## [TASK TO COMPLETE]
List every company that the article on the British film industry names.

## [PASSAGE PROVIDED]
※ ※ ※

27th October 1989
The British film industry is a colony of Hollywood. If it is ever to have a life of its own, film-maker Tony Garnett argues, Britain has to subsidise it, as every comparable country does.
Batman and Indiana Jones are smash-hit boffo biz movies. In their first weekend, in North America alone, the box office gross was $70 million. Over the years, these movies will return hundreds of millions of dollars to their distributors, Warner and Paramount.
They were both made in Britain. Most of the Bond movies, which used to take tidy money, were made here too. British crews working in British studios: a world-class repository of skills. But are those movies British? We make Nissan cars here. Does that make them British? Does it matter?
British workers assemble these products and sometimes even help to design them. But the investment, and therefore the ownership and control, comes from elsewhere. Does that make Britain sound like any other third-world country?
Another way of looking at it is this. A hundred companies will soon dominate the planet A handful will be in effective control of the communication of ideas. Capital moves to where it can get a return. British workers are skilled and disciplined and prepared to work for low wages. So if they stay competitive with other countries like Spain or Mexico, some of this work will come their way.
British capitalists tried to go it alone in this mass production of cars. They threw away hundreds of millions of pounds of hard-earned national wealth in failing.

※ ※ ※

[Dataset rows on where objects appear]

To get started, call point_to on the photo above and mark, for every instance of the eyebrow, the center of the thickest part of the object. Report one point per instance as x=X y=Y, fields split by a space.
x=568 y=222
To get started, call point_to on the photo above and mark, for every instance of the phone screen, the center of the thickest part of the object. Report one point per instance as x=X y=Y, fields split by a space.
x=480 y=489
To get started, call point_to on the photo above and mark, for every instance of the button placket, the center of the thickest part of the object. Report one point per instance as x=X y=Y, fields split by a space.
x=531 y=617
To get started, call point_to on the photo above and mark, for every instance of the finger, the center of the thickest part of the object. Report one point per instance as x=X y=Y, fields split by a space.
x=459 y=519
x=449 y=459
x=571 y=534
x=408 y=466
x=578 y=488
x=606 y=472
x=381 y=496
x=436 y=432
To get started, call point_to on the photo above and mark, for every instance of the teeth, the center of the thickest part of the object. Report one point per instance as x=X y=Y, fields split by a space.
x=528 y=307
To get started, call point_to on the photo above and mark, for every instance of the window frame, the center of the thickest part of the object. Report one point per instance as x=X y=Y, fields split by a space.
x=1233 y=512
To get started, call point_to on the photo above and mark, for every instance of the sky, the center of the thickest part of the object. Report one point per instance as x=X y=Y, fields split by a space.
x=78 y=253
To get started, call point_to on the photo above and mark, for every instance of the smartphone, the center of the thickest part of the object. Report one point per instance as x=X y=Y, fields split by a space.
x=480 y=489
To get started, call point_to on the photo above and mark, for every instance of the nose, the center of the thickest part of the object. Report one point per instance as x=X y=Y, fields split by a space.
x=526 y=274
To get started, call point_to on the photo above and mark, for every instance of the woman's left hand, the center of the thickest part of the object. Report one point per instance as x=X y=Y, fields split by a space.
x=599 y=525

※ ※ ※

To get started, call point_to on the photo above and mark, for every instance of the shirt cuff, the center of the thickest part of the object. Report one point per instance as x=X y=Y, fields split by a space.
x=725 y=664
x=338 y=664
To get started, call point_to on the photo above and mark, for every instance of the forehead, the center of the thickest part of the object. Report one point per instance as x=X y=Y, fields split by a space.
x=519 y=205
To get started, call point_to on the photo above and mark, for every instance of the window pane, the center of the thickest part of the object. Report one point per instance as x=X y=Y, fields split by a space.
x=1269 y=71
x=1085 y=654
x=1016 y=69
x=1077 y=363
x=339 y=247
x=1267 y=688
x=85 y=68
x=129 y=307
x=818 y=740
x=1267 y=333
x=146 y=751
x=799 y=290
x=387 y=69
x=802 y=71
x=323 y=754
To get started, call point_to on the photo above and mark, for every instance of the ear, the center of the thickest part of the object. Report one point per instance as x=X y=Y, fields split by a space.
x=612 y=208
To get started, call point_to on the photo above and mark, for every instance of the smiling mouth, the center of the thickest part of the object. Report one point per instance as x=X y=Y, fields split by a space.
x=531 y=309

※ ※ ※

## [THE SOLUTION]
Warner, Paramount, Nissan